::: SELECTED TEXT :::
NorfairKing / sydtest

A modern testing framework for Haskell with good defaults and advanced testing features.
113 stars 25 forks source link

Sydtest exception handling: crash / lock / ... #80

Open guibou opened 1 month ago

guibou commented 1 month ago

The following test suite:

  describe "behavior with exceptions" $ do
      beforeAll (fail "error in beforeAll") $ do
        it "should not kill the test suit" $ do
          1 `shouldBe` 1

Will crash the complete test suite:

sydtest-test: user error (error in beforeAll)

Replace beforeAll by before and you'll get:

Tests:

Test.Syd.AroundSpec
  behavior with exceptions
    before_
      ✗ should not kill the test suit                                      0.04 ms
        Retries: 3 (does not look flaky)

Failures:

    test/Test/Syd/AroundSpec.hs:139
  ✗ 1 Test.Syd.AroundSpec.behavior with exceptions.before_.should not kill the test suit
      Retries: 3 (does not look flaky)
      user error (error in beforeAll)

  Examples:                     3
  Passed:                       0
  Failed:                       1
  Sum of test runtimes:         0.00 seconds
  Test suite took:              0.00 seconds

Using the following changes:

diff --git a/sydtest/src/Test/Syd/Runner/Asynchronous.hs b/sydtest/src/Test/Syd/Runner/Asynchronous.hs
index 413c354..4a9c436 100644
--- a/sydtest/src/Test/Syd/Runner/Asynchronous.hs
+++ b/sydtest/src/Test/Syd/Runner/Asynchronous.hs
@@ -37,6 +37,7 @@ import Test.Syd.Runner.Single
 import Test.Syd.SpecDef
 import Test.Syd.SpecForest
 import Text.Colour
+import Debug.Trace (traceShow)
::: DATASET CONTENT :::
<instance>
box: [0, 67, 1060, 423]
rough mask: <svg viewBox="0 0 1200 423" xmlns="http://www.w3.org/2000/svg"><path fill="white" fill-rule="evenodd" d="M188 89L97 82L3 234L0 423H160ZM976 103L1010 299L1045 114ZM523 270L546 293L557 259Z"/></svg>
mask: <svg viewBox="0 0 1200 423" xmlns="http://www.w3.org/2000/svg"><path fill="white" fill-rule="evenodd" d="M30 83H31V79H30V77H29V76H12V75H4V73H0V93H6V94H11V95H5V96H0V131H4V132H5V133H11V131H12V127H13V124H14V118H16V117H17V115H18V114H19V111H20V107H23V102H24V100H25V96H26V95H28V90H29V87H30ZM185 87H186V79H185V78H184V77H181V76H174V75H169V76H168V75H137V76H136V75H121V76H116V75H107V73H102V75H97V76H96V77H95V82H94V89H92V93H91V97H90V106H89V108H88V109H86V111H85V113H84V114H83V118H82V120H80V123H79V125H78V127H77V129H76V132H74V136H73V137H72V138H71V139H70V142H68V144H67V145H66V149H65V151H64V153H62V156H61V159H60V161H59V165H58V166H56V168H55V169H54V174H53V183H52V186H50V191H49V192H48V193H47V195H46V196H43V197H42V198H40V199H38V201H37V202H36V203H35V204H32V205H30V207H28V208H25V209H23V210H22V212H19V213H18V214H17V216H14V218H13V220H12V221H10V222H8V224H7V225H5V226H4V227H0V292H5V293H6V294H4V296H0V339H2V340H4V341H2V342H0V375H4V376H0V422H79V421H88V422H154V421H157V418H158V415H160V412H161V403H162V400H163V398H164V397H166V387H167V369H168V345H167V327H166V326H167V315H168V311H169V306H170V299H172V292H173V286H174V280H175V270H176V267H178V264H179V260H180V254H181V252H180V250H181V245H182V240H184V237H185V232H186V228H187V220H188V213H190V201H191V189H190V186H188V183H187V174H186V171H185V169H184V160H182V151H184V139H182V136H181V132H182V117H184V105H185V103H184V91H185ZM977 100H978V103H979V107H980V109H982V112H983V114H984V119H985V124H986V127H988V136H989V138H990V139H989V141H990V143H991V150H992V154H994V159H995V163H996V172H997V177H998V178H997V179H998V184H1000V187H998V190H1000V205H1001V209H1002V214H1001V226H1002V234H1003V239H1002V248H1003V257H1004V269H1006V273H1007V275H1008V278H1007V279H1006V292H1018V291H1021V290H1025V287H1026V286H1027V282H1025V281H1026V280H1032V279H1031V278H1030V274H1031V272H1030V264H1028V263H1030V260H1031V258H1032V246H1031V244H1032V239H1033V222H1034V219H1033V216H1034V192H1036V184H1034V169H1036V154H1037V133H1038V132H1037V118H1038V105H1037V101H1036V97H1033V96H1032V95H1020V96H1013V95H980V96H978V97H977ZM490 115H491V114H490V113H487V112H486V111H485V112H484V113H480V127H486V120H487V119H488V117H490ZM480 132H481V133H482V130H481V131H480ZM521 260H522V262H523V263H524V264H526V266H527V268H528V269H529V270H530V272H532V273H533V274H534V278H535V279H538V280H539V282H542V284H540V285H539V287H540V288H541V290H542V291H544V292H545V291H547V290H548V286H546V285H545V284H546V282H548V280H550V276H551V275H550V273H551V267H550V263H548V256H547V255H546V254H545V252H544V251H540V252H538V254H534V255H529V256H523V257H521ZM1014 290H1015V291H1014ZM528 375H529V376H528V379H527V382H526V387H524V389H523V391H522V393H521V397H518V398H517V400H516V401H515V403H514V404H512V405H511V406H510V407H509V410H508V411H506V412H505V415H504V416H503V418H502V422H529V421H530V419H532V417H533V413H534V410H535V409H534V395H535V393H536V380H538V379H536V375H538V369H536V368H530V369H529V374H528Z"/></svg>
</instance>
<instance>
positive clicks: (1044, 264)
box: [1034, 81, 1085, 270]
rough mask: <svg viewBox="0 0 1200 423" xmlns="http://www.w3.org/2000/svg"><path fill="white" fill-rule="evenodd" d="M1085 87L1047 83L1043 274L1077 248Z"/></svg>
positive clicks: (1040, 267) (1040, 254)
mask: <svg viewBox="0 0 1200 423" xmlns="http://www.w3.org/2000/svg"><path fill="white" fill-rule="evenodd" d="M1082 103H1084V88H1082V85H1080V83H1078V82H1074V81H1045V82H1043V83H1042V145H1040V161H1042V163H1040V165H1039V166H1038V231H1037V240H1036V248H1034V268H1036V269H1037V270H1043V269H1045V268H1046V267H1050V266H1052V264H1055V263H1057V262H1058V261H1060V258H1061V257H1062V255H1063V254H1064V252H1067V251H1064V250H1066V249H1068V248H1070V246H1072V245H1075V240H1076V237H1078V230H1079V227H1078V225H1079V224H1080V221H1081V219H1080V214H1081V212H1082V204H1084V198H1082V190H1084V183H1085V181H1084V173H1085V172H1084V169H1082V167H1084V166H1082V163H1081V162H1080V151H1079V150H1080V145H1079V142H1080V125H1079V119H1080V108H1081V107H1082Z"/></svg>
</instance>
:::
◆ WORK ORDER 1
Answer these questions about the sydtest issue:
(a) How many stars does the repository have?
(b) What message is printed when the whole test suite crashes with beforeAll?
(c) Which file does the diff change?
◆ WORK ORDER 2
Repeat the sydtest issue from "guibou commented 1" to "sydtest-test: user error (error in beforeAll)".
◆ WORK ORDER 3
Go on with the sydtest exception-handling issue from the point where it ends.

◆ RESPONSE 1
(a) 113
(b) sydtest-test: user error (error in beforeAll)
(c) sydtest/src/Test/Syd/Runner/Asynchronous.hs

◆ RESPONSE 2
guibou commented 1 month ago

The following test suite:

  describe "behavior with exceptions" $ do
      beforeAll (fail "error in beforeAll") $ do
        it "should not kill the test suit" $ do
          1 `shouldBe` 1

Will crash the complete test suite:

sydtest-test: user error (error in beforeAll)

◆ RESPONSE 3
 runSpecForestAsynchronously :: Settings -> Word -> TestForest '[] () -> IO ResultForest
 runSpecForestAsynchronously settings nbThreads testForest = do
@@ -236,15 +237,21 @@ runner settings nbThreads failFastVar handleForest = do
           DefSetupNode func sdf -> do
             liftIO func
             goForest sdf
-          DefBeforeAllNode func sdf -> do
-            b <- liftIO func
+          DefBeforeAllNode func sdf -> traceShow "Asynchronous" $ do
+            bM <- liftIO $ try $ func
+            let b = case bM of 
+                       Right b -> b
+                       Left (e :: SomeException) -> error (show e)
             withReaderT
               (\e -> e {eExternalResources = HCons b (eExternalResources e)})
               (goForest sdf)
           DefBeforeAllWithNode func sdf -> do
             e <- ask
             let HCons x _ = eExternalResources e
-            b <- liftIO $ func x
+            bM <- liftIO $ try $ func x
+            let b = case bM of 
+                       Right b -> b
+                       Left (e :: SomeException) -> error (show e)
             liftIO $
               runReaderT
                 (goForest sdf)

The following test suites now pass:

  describe "behavior with exceptions" $ do
    describe "beforeAll" $ do
      beforeAll (fail "error in beforeAll") $ do
        it "should not kill the test suit" $ do
          1 `shouldBe` 1
      beforeAll (fail "error in beforeAll") $ do
        itWithOuter "should not kill the test suit" $ \outer ->
          outer `shouldBe` 1
        beforeAllWith (\x -> fail "error in beforeAllWith") $ do
          itWithOuter "should not kill the test suit" $ \outer ->
             outer `shouldBe` 1

With the following result:

Test.Syd.AroundSpec
  behavior with exceptions
    beforeAll
      ✓ should not kill the test suit                                      0.00 ms
      ✗ should not kill the test suit                                      0.02 ms
        Retries: 3 (does not look flaky)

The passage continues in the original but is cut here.